= RECORDS PROVIDED =
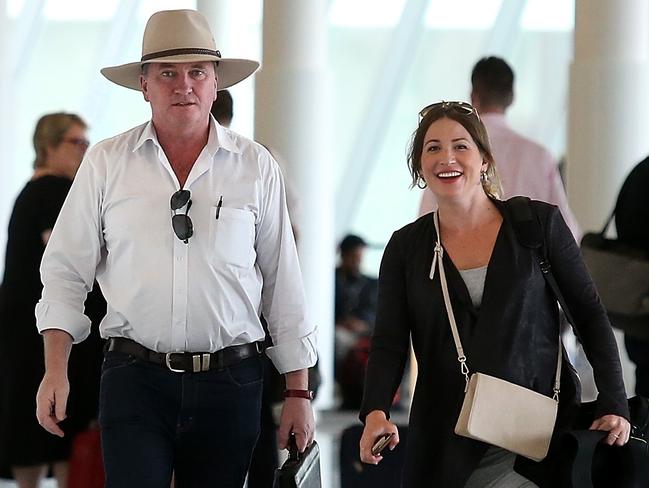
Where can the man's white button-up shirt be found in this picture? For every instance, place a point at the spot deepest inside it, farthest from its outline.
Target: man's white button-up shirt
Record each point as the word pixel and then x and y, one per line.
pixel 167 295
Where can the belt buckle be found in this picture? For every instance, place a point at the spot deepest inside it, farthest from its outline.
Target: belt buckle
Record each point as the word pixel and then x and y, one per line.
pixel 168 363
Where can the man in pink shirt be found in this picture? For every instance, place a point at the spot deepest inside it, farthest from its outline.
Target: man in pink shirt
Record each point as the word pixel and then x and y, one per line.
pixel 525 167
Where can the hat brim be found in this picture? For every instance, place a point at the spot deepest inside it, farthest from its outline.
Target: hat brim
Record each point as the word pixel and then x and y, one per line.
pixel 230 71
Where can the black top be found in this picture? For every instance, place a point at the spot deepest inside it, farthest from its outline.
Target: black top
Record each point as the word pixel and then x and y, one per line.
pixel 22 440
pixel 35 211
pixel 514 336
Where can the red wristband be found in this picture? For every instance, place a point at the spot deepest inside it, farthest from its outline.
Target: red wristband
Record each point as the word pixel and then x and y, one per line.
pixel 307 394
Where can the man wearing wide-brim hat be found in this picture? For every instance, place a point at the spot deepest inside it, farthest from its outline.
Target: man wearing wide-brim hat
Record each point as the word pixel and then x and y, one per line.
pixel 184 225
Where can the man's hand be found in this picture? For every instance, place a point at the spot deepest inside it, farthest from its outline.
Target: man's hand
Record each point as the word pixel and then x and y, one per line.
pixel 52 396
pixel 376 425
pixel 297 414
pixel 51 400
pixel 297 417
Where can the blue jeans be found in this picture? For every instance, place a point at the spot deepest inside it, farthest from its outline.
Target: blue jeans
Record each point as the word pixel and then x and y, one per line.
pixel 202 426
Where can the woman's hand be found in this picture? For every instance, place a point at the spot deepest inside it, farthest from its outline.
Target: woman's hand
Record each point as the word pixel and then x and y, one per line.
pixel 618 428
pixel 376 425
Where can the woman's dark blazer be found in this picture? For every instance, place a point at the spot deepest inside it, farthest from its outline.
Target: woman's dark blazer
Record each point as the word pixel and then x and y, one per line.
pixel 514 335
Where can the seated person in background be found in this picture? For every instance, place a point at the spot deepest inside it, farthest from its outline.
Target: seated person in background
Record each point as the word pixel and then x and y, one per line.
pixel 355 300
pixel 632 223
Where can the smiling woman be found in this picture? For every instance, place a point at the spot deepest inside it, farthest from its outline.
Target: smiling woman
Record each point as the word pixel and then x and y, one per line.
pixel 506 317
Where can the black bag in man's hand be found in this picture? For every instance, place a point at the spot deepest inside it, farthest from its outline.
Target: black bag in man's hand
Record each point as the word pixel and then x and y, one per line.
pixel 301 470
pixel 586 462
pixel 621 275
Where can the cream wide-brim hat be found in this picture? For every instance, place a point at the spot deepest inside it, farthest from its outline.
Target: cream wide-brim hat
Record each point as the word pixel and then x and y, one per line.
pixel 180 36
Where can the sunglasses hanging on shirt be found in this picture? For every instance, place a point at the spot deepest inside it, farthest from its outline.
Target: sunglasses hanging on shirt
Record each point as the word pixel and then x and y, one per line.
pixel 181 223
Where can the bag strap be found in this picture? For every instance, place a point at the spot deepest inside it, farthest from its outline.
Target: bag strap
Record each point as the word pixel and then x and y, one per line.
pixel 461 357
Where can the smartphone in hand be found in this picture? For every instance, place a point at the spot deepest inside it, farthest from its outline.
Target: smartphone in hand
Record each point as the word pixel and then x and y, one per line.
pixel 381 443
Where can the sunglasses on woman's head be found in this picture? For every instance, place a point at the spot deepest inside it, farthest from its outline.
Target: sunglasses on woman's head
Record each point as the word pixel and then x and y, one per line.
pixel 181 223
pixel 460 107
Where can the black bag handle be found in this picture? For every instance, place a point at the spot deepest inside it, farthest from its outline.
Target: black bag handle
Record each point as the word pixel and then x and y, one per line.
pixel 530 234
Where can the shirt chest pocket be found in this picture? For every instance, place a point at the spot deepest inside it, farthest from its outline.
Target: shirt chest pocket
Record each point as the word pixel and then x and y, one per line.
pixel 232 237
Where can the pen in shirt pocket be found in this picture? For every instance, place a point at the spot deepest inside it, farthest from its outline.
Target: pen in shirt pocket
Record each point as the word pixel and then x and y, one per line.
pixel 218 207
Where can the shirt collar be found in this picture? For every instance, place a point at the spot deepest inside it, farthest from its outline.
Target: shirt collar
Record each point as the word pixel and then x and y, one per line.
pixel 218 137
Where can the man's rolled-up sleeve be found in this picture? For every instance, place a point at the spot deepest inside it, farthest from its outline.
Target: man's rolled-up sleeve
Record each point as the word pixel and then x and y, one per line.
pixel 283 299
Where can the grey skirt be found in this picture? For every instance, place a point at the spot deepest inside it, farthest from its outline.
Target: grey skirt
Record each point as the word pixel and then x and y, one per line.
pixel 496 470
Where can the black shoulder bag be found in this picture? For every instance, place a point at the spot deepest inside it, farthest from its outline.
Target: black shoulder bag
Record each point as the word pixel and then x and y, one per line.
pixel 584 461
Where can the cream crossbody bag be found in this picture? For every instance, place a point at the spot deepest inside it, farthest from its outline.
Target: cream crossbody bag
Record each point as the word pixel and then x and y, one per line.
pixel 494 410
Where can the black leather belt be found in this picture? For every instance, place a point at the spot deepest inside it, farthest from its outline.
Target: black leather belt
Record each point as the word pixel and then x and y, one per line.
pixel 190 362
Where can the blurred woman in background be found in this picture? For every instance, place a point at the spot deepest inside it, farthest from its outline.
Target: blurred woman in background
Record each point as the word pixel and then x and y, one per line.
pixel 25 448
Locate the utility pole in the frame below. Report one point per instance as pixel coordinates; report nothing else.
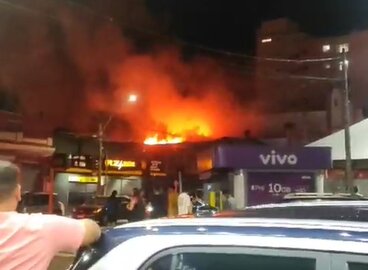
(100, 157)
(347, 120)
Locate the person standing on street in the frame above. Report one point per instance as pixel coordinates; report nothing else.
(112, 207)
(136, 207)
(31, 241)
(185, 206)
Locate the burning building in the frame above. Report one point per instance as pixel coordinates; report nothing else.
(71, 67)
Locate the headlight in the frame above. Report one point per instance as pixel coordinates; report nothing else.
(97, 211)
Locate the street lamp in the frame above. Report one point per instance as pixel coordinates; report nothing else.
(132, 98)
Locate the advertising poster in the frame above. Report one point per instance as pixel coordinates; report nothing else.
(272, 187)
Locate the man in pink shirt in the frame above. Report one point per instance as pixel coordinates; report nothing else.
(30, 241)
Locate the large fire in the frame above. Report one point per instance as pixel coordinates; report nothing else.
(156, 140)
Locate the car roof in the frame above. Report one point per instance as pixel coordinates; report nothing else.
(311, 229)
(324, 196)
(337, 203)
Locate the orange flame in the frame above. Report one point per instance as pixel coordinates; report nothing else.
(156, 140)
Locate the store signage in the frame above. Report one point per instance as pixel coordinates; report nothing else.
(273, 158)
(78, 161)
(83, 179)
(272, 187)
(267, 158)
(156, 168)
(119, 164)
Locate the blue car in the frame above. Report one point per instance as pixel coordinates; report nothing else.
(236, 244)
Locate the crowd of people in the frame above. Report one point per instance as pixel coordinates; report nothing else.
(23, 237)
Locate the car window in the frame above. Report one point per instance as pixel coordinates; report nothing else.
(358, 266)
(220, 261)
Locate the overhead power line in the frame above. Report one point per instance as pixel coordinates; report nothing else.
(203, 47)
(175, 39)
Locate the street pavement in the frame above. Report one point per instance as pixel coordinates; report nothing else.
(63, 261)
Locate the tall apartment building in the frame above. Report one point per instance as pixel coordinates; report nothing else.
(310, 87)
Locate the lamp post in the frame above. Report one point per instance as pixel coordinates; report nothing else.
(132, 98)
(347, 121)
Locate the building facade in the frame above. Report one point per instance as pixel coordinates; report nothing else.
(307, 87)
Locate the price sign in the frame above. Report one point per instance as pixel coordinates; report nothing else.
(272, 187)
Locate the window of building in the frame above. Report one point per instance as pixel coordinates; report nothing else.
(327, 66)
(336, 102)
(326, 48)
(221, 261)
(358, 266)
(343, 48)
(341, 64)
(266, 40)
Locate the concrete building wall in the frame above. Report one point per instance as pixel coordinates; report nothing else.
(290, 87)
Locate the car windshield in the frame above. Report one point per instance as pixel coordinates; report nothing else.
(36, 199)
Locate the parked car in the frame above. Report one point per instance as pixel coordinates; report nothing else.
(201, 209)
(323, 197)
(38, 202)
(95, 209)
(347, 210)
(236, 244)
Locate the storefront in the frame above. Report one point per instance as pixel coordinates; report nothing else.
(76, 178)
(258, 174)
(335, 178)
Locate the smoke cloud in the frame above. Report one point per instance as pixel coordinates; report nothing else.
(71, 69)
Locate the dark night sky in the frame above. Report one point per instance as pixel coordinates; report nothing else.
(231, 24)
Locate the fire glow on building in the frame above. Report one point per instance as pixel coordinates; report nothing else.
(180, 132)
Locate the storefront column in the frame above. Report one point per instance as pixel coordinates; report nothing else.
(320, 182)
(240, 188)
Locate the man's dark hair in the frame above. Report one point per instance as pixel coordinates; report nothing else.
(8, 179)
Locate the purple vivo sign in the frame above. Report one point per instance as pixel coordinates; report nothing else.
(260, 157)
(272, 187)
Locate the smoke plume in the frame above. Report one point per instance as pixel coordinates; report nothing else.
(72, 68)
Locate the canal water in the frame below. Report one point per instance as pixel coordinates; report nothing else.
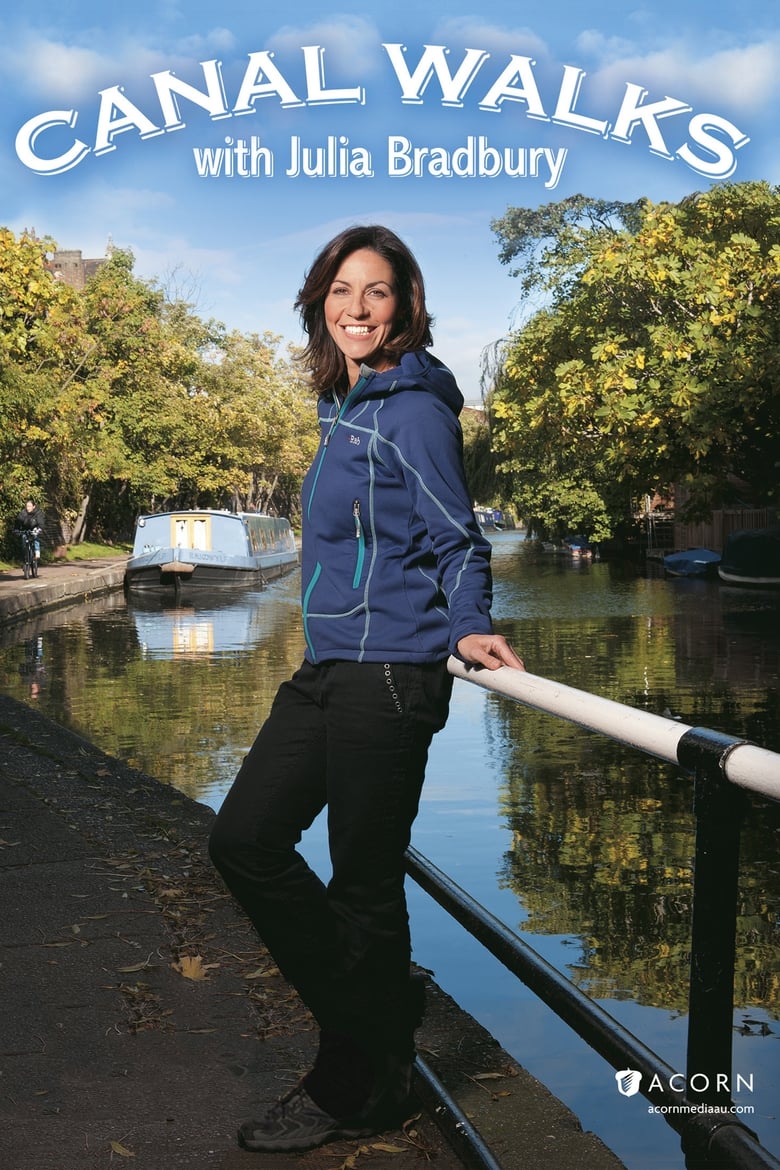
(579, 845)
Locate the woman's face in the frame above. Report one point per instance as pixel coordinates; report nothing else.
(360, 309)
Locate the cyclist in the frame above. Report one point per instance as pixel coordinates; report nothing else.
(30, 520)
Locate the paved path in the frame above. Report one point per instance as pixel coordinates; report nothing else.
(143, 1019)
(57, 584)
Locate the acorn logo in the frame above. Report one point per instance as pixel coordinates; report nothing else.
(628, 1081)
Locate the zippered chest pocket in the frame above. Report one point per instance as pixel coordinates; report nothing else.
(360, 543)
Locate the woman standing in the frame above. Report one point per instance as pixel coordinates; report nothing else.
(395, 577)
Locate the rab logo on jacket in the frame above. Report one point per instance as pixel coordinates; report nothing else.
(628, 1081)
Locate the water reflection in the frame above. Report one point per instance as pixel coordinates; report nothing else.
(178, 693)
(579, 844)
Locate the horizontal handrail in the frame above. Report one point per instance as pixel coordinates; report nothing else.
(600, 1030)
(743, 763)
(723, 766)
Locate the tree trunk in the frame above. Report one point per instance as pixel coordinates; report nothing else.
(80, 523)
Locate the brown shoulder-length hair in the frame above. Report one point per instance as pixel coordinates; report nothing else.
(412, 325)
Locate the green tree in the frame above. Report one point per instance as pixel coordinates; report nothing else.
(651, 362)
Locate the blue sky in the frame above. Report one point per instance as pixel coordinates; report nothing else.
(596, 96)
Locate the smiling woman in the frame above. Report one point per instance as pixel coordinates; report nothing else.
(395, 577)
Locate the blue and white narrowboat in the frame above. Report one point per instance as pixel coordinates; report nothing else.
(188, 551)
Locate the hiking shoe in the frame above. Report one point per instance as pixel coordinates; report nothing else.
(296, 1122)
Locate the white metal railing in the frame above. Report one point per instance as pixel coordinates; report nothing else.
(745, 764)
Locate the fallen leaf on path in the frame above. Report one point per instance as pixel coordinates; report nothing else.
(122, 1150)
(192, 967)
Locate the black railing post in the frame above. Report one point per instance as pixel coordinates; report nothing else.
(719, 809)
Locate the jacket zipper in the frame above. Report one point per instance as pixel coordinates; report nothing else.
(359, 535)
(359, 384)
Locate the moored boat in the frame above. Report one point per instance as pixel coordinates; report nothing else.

= INSTRUCTIONS FOR THE TASK =
Starting with the line of the items above that contains "Where can the grey" and continuing through the line that contains "pixel 584 461", lay out those lines as a Markdown table. Give each line a row number under "Row" and the line itself under "Line", and leave out blank lines.

= OUTPUT OF THE TASK =
| Row | Line |
|---|---|
| 1 | Where can the grey skirt be found in this picture? For every instance, place a point at the spot deepest inside it, farthest from its outline. |
| 2 | Target: grey skirt |
| 3 | Record each point as the word pixel and then x and y, one per line. |
| 4 | pixel 496 470 |
| 5 | Where can the black shoulder bag be found in this picture? For every instance, place a point at the spot deepest inside it, farthest from its outline. |
| 6 | Target: black shoulder bag |
| 7 | Record each point as the word pixel and then x and y, one per line. |
| 8 | pixel 584 461 |